=== Extrait du document ===

Mathieu Chabert (Dunkerque) : « La montée dont je suis le plus fier »

C’est l’entraîneur de la remontada dunkerquoise ! Grâce à un parcours exceptionnel après son arrivée sur le banc (31 points sur 36 !), l’USLD a retrouvé la Ligue 2, un an après l’avoir quittée. Le Biterrois de 44 ans est devenu le spécialiste des montées après celles vécues à Béziers (2018) et Bastia (2021). Entretien exclusif.

Photos USL Dunkerque

Lorsque Mathieu Chabert a signé le 2 mars, Dunkerque était alors 7e de National avec 9 points de retard sur Martigues et 8 sur Concarneau. Grâce à une extraordinaire série (10 victoires, 1 nul, 1 défaite soit 31 points sur 36), le club nordiste, vainqueur (3-2) au Mans lors de la dernière journée, a gagné sa place en Ligue 2, un an après l’avoir quitté.

===

Consignes:
(1) D'après l'article sur Mathieu Chabert, à quelle place du National se trouvait Dunkerque lorsqu'il a signé le 2 mars ?
(2) Restituez tel quel, dans l'article sur Mathieu Chabert, tout ce qui va de « C’est l’entraîneur de » jusqu'à « (2021). Entretien exclusif. ».
(3) Prolongez l'article sur Mathieu Chabert à partir de sa dernière phrase.
Les données ne jouent aucun rôle ici.

=== Données fournies ===

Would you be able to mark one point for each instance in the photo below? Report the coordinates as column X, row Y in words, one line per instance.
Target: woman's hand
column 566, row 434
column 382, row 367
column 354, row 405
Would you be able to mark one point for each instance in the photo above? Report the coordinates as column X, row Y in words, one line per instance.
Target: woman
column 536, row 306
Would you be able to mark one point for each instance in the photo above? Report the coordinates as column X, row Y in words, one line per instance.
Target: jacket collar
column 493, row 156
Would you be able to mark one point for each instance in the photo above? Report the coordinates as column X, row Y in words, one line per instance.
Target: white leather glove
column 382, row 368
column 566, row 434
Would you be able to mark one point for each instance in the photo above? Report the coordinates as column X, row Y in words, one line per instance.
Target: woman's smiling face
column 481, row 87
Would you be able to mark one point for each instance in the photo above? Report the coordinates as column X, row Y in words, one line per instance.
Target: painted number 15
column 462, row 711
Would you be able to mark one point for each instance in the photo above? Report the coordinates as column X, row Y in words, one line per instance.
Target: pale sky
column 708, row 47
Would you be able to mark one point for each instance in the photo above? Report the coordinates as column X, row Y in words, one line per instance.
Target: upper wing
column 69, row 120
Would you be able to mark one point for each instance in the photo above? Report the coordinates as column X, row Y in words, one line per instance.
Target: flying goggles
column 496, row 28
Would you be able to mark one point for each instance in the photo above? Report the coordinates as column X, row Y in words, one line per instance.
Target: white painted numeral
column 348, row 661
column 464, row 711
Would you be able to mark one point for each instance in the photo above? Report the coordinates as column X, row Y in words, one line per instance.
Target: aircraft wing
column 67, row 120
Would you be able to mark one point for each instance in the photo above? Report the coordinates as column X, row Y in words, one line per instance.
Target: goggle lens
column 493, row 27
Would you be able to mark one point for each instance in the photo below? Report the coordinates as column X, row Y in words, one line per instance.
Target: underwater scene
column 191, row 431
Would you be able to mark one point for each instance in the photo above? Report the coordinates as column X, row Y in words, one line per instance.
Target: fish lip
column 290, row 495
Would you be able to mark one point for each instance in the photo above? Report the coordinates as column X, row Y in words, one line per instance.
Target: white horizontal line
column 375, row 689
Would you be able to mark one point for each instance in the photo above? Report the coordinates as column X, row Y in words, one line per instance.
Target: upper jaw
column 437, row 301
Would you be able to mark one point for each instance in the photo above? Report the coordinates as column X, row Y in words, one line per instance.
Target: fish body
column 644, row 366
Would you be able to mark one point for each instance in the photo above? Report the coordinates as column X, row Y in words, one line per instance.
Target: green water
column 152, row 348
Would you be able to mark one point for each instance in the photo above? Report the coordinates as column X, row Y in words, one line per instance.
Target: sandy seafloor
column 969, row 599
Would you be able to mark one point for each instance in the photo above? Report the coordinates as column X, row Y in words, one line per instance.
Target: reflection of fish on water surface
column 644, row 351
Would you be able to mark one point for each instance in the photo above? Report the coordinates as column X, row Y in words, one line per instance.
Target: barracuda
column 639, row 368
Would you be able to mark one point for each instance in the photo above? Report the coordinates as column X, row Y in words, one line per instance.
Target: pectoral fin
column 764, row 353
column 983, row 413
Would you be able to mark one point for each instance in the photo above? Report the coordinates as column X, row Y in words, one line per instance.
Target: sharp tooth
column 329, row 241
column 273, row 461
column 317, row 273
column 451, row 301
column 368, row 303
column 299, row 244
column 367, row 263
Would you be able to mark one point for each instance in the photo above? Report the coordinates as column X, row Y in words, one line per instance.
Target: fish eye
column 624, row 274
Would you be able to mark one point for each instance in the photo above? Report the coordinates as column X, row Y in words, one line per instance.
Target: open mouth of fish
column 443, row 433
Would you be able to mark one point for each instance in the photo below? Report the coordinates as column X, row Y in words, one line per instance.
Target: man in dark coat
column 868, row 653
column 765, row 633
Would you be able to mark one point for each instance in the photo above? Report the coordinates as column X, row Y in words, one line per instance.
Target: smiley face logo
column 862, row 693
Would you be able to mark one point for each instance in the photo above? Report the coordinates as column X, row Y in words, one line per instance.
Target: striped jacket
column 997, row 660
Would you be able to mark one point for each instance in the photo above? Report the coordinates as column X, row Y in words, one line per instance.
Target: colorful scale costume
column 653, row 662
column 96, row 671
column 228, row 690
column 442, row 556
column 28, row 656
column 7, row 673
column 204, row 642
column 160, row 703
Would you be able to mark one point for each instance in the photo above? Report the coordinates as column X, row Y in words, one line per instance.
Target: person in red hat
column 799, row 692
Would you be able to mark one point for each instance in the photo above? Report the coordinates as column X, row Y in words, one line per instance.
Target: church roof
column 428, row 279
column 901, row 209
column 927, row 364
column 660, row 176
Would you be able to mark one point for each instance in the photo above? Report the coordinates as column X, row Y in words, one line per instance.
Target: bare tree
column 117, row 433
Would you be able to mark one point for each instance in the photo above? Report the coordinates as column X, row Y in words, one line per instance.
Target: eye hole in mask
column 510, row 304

===

Réponses:
(1) Dunkerque était 7e de National.

(2)
C’est l’entraîneur de la remontada dunkerquoise ! Grâce à un parcours exceptionnel après son arrivée sur le banc (31 points sur 36 !), l’USLD a retrouvé la Ligue 2, un an après l’avoir quittée. Le Biterrois de 44 ans est devenu le spécialiste des montées après celles vécues à Béziers (2018) et Bastia (2021). Entretien exclusif.

(3)
Successeur de Romain Revelli, Mathieu Chabert, 44 ans, qui avait lui-même été écarté de son poste à Châteauroux début décembre, a transformé cette équipe de Dunkerque.

C’est sa 4e montée en six saisons après celle en Ligue 2 avec Béziers en 2018 avec déjà une série exceptionnelle (9 victoires sur les 12 derniers matchs) et les deux avec le SC Bastia, de N2 en National (2020) alors que son équipe était largement distancée par Sedan lors de son arrivée en octobre 2019 puis de National en L2 (2021).

L’ancien conseiller à Pole Emploi, au parcours atypique, est passé maître dans l’art d’emmener son groupe vers le haut lors des fin de saisons. Après avoir fêté la montée des Maritimes et commencé à rencontrer ses joueurs, Mathieu Chabert, malgré un emploi du temps très chargé, est revenu en longueur sur cette montée pour 13HeuresFoot.

C’est votre 3e montée en Ligue 2 avec trois clubs différents. Parvenez-vous à établir une hiérarchie entre elles ?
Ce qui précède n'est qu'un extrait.